Material for the task:
--------------------------------------------------

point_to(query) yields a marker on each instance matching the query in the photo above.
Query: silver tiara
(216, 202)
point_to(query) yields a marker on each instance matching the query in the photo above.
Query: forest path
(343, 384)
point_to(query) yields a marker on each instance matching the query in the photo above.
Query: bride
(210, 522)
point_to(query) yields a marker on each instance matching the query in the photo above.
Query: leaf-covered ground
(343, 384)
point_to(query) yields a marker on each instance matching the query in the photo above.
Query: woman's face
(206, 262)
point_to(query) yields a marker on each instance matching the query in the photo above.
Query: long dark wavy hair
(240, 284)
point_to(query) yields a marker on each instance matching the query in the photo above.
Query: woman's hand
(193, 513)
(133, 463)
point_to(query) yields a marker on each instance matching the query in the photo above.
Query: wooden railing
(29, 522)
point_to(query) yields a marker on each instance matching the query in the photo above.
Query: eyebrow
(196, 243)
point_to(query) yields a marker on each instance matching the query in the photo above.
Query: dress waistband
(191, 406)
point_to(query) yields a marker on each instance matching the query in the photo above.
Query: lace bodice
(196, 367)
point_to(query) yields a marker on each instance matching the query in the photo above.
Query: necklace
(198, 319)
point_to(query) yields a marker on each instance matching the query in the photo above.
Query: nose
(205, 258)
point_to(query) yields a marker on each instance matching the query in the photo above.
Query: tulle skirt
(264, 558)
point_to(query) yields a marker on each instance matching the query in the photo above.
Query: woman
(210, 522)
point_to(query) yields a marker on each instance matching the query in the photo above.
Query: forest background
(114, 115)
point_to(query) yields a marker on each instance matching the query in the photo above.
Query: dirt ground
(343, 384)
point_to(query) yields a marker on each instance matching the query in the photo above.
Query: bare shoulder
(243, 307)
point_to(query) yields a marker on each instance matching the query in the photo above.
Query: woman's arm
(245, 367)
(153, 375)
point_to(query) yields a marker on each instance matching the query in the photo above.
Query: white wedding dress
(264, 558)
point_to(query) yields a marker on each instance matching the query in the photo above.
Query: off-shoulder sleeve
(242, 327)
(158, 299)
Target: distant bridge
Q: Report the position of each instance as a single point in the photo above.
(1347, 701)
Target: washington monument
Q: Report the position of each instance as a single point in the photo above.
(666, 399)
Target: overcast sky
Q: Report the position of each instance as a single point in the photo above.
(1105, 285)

--------------------------------------------------

Instruction: Your task is to quote all of the data word for word.

Result for this exercise:
point_to(query) yields a marker on each instance matching the query in the photo above.
Query: silver tiara
(216, 202)
point_to(query) yields a marker on each instance matching the query in the photo above.
Query: forest path
(343, 384)
point_to(query) yields a marker on each instance matching the query in the photo above.
Query: bride
(210, 522)
point_to(query) yields a marker on each instance matching the query in the photo above.
Query: leaf-covered ground
(343, 384)
point_to(query) yields a marker on each instance matching the query in the photo above.
Query: woman's face
(206, 262)
point_to(query) yields a marker on each instance matching the query in the photo above.
Query: long dark wavy hair
(240, 284)
point_to(query) yields a marker on each instance matching the query in the photo above.
Query: woman's hand
(193, 513)
(133, 463)
point_to(query) yields a marker on each instance matching the query in the photo above.
Query: wooden railing
(29, 522)
point_to(query) yields a marker on each instance matching the query in the photo above.
Query: eyebrow
(196, 243)
point_to(query) yields a marker on each instance matching the query in the photo above.
Query: dress waistband
(191, 406)
point_to(query) yields a marker on each instance matching the query in the photo above.
Query: lace bodice
(196, 367)
point_to(query) yields a marker on each instance matching the query in the photo above.
Query: necklace
(198, 319)
point_to(query) yields a marker on each instance matching the query in the photo above.
Query: nose
(205, 258)
point_to(query) yields a marker on each instance matching the query in the photo above.
Query: tulle skirt
(264, 558)
point_to(query) yields a marker on each instance matching the query in the photo above.
Query: woman
(210, 522)
point_to(query) yields a marker on each instance matching the query in the photo above.
Query: forest background
(114, 115)
point_to(query) yields a marker on each instance matching the query in the photo above.
Query: dirt ground
(343, 384)
point_to(query) yields a marker on each instance matching the query in the photo above.
Query: bare shoulder
(243, 307)
point_to(query) yields a marker on each instance matching the query in the photo above.
Query: woman's arm
(245, 367)
(153, 375)
point_to(query) yields a marker on each instance matching the query in the photo above.
Query: white wedding dress
(264, 558)
point_to(query) yields a marker on each instance matching the query in the photo above.
Query: off-shoulder sleeve
(242, 327)
(158, 299)
Target: distant bridge
Q: Report the position of each instance as a single point in the photo above.
(1347, 701)
Target: washington monument
Q: Report the position of each instance as a single point in the photo above.
(666, 399)
Target: overcast sky
Q: Report the position of each instance as a single point in the photo above.
(1105, 285)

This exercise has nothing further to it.